BRIEF: Rewrite the material below as a JSON list of strings, one string per line, starting at its first line and ending at the line that contains "[[72, 43], [14, 37], [19, 6], [52, 3], [72, 3]]". Skip blank lines and leave the pictures out.
====== DATA PROVIDED ======
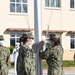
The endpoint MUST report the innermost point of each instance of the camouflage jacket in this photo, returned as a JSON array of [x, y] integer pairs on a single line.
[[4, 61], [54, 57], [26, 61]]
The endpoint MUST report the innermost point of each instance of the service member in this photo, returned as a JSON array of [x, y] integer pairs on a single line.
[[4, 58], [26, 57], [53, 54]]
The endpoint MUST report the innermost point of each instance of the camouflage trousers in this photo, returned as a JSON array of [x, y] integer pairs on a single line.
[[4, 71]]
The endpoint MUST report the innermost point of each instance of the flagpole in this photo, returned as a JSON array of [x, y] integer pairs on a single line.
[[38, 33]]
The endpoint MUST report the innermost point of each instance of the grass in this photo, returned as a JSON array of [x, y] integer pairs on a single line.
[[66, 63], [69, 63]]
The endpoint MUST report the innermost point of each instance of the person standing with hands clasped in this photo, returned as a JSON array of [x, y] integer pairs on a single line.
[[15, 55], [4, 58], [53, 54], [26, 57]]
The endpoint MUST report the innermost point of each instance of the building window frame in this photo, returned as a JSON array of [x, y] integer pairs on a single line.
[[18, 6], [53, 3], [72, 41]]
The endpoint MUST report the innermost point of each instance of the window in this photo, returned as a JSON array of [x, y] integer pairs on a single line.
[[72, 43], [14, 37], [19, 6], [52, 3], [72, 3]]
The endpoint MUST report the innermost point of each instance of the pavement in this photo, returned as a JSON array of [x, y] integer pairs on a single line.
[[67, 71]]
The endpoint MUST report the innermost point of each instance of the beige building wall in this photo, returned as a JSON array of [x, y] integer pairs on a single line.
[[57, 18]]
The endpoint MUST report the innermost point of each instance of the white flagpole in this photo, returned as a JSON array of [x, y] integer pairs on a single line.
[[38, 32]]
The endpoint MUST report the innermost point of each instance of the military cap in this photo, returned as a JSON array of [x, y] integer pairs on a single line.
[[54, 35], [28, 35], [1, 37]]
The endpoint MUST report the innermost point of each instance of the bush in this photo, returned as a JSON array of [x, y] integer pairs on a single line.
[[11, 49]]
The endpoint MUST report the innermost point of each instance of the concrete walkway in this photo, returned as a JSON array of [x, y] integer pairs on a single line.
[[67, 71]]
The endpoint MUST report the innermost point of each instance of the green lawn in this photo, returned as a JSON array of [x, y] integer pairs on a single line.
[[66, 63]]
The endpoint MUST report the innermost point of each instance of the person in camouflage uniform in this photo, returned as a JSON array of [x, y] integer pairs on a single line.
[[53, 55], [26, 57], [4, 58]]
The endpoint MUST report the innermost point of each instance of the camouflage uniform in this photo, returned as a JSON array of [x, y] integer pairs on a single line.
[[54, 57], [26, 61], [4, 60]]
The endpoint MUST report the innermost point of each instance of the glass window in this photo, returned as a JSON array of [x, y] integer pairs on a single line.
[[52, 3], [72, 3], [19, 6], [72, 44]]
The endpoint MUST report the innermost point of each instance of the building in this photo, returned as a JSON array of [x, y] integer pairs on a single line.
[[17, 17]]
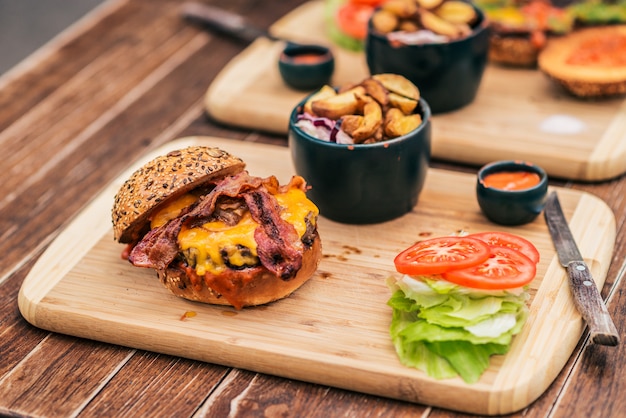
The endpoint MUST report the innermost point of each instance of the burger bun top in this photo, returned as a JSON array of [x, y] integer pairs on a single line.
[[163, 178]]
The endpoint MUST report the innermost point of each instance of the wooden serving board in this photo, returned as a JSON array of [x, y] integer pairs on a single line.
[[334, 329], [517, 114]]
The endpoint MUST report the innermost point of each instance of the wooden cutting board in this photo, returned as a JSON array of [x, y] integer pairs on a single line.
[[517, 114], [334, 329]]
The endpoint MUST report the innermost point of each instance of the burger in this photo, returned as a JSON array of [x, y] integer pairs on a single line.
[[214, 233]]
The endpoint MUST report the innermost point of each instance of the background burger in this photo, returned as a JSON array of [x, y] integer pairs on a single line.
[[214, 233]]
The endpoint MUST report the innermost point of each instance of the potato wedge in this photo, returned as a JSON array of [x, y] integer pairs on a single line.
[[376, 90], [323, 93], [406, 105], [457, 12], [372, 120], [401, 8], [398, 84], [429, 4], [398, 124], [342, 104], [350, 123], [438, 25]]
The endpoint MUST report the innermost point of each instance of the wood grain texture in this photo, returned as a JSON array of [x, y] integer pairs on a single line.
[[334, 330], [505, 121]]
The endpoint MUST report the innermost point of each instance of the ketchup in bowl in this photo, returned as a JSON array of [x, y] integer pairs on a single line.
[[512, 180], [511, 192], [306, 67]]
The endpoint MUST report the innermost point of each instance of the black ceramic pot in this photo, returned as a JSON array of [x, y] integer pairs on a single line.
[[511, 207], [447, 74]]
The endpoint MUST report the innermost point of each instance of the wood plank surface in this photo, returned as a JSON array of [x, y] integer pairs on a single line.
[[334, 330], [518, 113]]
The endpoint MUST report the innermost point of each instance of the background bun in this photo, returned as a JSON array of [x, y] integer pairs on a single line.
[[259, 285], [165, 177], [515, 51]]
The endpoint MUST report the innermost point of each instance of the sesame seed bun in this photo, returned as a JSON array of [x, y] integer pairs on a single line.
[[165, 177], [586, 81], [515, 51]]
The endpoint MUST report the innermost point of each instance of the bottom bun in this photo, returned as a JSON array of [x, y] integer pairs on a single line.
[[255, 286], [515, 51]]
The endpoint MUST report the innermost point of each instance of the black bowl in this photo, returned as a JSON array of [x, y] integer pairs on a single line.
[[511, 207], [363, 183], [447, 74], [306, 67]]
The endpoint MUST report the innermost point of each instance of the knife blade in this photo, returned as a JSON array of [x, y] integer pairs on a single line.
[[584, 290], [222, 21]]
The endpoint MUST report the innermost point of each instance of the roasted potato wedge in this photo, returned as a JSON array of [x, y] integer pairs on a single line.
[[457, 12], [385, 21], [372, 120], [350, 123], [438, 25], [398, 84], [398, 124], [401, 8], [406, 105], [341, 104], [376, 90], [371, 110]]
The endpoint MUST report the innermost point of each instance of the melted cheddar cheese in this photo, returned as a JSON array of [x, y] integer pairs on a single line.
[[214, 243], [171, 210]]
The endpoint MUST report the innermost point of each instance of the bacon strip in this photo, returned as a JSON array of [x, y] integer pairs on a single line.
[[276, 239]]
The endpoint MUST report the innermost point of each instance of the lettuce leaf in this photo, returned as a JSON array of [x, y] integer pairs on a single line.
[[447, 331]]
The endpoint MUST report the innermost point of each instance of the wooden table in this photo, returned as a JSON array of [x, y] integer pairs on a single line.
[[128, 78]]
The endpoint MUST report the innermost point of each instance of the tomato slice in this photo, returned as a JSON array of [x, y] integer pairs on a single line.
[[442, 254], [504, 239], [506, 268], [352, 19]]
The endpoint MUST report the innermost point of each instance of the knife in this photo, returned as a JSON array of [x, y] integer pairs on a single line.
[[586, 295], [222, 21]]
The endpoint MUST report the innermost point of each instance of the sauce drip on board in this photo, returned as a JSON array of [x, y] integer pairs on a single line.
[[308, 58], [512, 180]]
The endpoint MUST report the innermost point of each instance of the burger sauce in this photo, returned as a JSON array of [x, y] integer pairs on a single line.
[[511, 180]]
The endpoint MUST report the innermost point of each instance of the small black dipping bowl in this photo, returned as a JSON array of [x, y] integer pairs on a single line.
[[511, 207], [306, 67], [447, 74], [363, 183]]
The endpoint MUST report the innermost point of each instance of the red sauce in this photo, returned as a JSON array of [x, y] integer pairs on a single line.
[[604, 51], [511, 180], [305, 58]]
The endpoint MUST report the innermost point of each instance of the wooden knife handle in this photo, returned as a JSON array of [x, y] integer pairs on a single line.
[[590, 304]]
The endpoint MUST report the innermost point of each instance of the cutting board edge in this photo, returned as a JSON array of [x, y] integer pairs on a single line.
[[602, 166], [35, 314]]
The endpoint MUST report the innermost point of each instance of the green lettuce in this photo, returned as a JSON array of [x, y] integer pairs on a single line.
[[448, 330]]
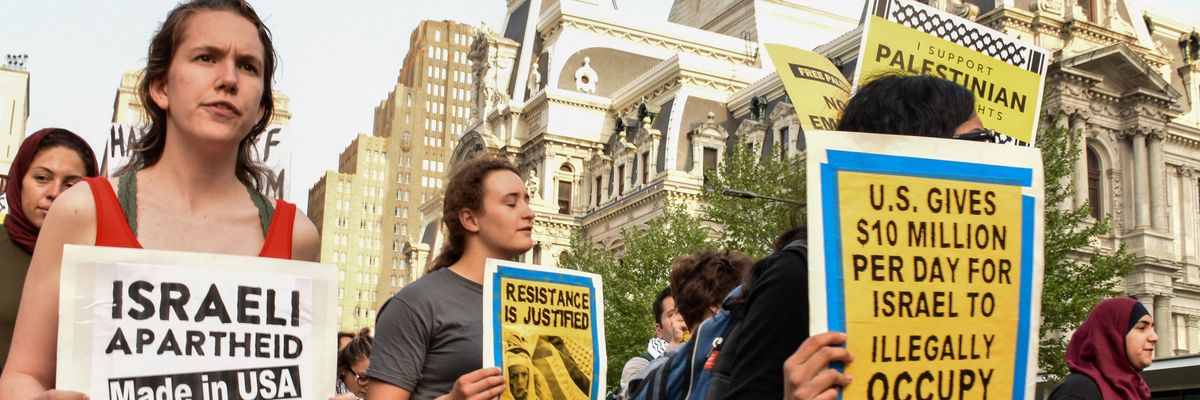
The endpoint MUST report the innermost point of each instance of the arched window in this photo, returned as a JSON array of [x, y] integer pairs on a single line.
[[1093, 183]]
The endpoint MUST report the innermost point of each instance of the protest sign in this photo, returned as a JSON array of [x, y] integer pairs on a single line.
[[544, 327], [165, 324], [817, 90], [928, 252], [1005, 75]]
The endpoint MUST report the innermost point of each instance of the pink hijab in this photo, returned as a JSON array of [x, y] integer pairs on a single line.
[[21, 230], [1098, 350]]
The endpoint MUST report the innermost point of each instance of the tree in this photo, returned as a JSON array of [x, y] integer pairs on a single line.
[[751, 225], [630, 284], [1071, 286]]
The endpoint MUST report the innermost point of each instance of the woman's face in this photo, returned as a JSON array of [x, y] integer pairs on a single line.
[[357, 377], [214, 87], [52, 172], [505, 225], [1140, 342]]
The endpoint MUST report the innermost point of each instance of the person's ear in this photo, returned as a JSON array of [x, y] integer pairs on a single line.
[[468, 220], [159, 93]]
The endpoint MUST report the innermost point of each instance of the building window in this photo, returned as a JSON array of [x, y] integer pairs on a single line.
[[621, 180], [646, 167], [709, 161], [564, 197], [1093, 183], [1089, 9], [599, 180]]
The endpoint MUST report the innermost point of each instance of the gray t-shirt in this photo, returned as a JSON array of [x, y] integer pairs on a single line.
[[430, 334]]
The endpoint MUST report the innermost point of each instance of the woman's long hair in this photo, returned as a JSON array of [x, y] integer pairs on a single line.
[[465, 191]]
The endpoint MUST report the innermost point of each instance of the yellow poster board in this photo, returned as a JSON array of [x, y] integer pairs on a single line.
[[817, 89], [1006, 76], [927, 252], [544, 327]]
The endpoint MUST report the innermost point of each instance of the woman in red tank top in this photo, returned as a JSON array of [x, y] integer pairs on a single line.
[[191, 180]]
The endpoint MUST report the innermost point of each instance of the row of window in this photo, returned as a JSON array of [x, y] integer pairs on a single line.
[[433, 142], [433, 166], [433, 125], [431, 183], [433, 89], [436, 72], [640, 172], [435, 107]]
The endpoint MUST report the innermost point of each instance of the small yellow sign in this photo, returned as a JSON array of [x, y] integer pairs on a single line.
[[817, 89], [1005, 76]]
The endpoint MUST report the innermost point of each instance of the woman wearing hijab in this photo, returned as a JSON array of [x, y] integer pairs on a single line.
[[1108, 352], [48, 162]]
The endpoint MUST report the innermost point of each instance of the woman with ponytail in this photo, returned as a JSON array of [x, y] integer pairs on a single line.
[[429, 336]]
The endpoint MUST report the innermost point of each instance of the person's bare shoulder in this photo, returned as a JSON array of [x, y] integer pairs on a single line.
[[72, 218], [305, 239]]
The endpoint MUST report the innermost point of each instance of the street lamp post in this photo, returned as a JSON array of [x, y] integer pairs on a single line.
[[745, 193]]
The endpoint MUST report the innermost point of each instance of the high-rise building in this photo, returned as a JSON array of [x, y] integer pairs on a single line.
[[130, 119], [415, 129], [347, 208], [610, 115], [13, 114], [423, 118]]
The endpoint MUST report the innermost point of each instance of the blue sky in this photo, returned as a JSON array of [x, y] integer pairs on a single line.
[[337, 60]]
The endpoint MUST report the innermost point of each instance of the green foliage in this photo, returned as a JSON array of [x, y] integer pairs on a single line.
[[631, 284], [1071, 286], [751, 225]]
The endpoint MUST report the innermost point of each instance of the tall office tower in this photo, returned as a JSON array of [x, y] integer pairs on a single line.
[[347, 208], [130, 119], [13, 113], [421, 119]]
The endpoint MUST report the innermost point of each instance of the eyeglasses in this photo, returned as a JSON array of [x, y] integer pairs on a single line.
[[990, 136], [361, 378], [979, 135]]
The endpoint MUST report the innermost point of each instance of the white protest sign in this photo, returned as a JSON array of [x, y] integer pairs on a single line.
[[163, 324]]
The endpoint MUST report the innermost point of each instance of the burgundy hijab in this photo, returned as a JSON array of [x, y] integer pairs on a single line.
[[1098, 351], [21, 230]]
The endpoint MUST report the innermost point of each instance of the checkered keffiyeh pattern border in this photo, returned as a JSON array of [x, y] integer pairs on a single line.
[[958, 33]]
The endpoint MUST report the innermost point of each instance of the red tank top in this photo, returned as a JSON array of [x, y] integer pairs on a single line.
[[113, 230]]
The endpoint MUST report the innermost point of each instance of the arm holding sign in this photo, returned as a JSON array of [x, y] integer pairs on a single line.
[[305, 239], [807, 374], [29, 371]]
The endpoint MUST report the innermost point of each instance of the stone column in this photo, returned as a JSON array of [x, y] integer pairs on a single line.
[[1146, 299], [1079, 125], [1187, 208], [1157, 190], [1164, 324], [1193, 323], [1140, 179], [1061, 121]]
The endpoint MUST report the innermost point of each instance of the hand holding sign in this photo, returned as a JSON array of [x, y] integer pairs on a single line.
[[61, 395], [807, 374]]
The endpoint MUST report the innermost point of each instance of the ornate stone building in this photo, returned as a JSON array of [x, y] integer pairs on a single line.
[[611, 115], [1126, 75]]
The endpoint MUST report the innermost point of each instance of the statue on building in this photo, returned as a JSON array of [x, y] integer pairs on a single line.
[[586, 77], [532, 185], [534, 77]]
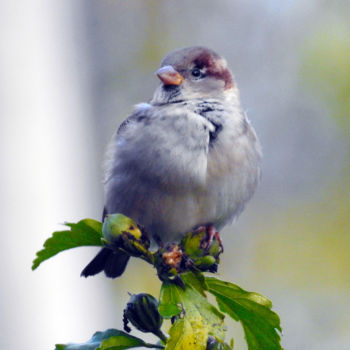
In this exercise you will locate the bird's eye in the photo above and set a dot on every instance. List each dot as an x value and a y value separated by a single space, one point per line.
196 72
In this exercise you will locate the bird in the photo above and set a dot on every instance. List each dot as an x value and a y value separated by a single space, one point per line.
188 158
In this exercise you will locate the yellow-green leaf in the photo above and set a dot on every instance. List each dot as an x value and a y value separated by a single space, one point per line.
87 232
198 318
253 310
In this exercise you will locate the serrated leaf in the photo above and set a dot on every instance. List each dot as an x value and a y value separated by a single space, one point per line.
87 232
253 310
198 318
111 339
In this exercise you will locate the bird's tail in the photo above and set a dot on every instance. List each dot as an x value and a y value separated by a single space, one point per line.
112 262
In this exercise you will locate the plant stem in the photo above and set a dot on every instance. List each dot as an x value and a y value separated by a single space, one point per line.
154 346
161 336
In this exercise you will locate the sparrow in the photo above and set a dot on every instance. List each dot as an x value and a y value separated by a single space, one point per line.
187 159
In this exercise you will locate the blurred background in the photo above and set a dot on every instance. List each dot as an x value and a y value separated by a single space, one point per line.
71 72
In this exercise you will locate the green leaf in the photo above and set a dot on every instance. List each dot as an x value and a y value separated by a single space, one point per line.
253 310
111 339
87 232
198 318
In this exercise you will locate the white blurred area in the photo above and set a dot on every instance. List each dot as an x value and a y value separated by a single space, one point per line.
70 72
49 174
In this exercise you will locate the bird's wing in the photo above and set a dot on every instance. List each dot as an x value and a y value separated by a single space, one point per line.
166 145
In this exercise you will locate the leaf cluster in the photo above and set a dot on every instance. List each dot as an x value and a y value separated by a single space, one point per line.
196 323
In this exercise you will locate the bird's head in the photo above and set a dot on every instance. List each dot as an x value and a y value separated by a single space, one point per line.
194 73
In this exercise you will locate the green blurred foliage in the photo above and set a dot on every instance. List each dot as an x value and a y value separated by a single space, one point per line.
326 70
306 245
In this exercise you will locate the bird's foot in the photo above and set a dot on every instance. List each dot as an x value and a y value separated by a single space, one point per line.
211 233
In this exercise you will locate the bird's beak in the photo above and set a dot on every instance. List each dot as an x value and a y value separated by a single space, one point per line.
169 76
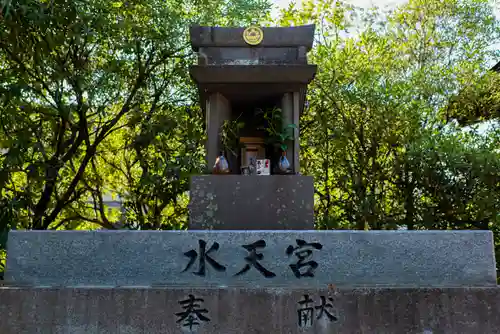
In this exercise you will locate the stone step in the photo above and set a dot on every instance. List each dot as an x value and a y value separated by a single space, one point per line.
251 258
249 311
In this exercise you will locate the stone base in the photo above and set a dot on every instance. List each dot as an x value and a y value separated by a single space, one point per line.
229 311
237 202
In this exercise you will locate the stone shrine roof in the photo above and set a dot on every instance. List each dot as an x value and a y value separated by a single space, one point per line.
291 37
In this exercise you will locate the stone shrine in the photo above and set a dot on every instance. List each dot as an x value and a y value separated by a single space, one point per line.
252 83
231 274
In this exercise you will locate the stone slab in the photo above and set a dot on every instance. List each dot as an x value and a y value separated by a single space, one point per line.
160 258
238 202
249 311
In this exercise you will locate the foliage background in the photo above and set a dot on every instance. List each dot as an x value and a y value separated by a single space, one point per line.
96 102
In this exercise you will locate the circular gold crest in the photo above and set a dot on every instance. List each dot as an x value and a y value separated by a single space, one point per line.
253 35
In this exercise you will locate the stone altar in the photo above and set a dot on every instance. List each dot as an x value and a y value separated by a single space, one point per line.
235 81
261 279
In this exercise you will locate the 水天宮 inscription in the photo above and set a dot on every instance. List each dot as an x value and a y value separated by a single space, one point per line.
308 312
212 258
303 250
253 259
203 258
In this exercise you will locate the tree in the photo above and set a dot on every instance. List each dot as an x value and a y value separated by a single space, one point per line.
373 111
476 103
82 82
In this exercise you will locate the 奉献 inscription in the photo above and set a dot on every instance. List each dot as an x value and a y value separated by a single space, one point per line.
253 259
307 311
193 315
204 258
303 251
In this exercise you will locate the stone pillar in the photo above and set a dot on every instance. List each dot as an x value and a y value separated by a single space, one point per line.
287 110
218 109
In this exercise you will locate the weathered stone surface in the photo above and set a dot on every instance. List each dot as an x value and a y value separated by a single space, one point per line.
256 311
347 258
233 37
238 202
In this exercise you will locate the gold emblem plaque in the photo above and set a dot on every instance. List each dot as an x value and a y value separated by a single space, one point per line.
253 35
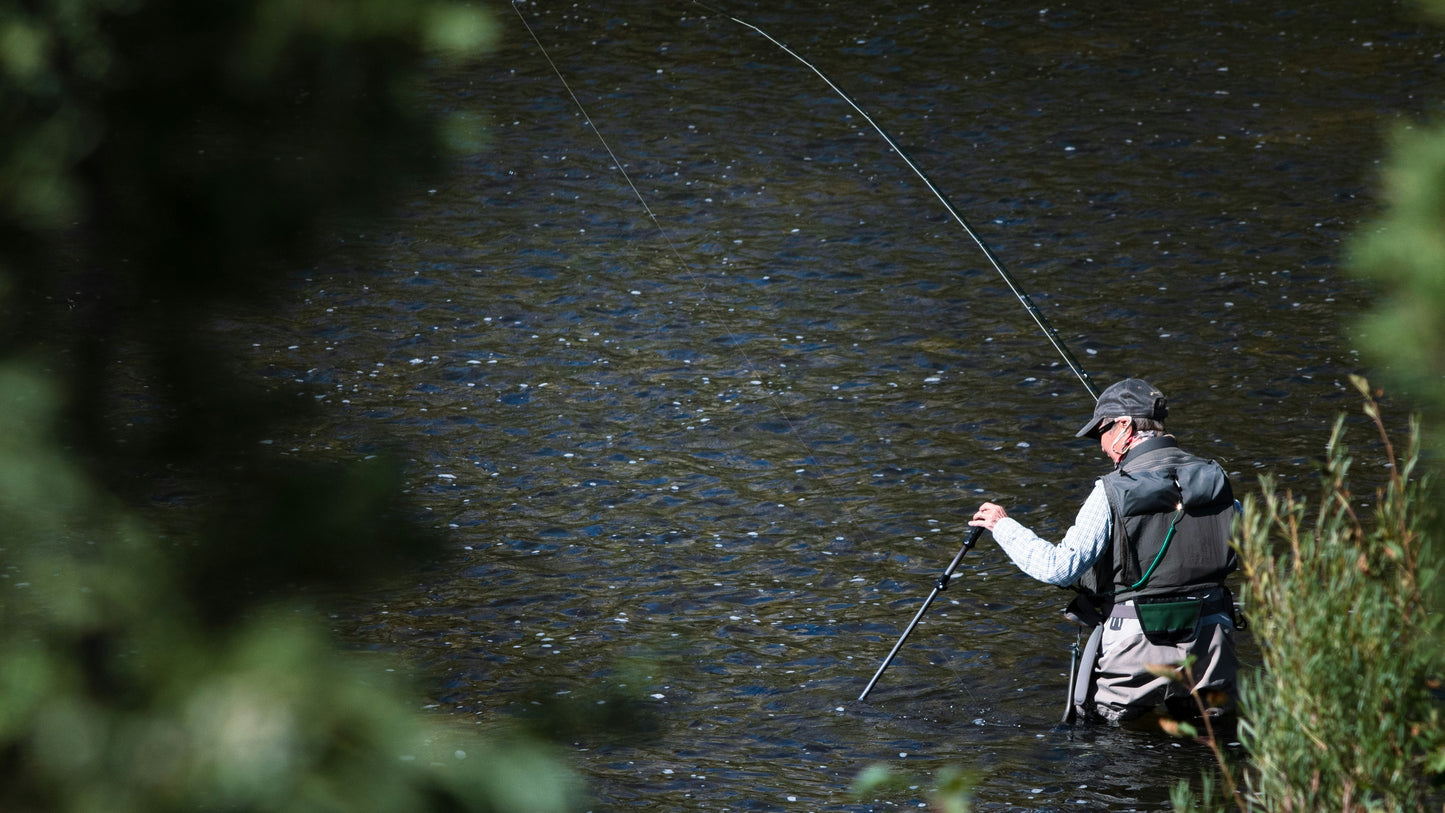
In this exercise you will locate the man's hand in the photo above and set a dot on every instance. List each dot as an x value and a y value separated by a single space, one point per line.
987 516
======
RESPONSE TO THIS EXERCISE:
[
  "The endpoint MUST report the innermost point of each instance of the camouflage jacket in this photo, returned as a JSON array of [x, y] integer pairs on a single line.",
  "[[4, 61], [54, 57], [26, 61]]",
  "The endpoint MUST report the innermost point of each instance of the service member in this photo, returned as a JSON array of [x, y] integer pairs on a single line.",
  "[[4, 58], [26, 57], [53, 54]]",
  "The endpoint MUST report the innermost point of each instance of the camouflage trousers in this photo, returned as a JSON array of [x, y] integer pairs on a single line.",
  "[[4, 71]]",
  "The endpoint MUST report the innermost point of each instance of the flagpole in this photo, returned as a JSON array of [x, y] integer pairs on a single line.",
  "[[38, 33]]",
  "The endpoint MUST report the innermost point of each instance of the grass in this photo, returned as a JSON array of [x, y] integer pairs on a single line.",
  "[[66, 63], [69, 63]]",
  "The endpoint MUST report the innermost point of each instance of the person standing with hands clasped in this photo, returned as a JSON array of [x, y] integer pairs on a single line.",
  "[[15, 55], [4, 58], [53, 54], [26, 57]]",
  "The endpoint MUST report the innermost point of each instance of the building window frame in this photo, returned as a JSON array of [x, y] integer pairs on a single line.",
  "[[18, 6], [53, 3], [72, 41]]",
  "The endpoint MUST report the innermost point of each instance of the window in this photo, returned as a JSON array of [x, y] integer pairs on a single line.",
  "[[72, 43], [14, 37], [19, 6], [52, 3], [72, 3]]"
]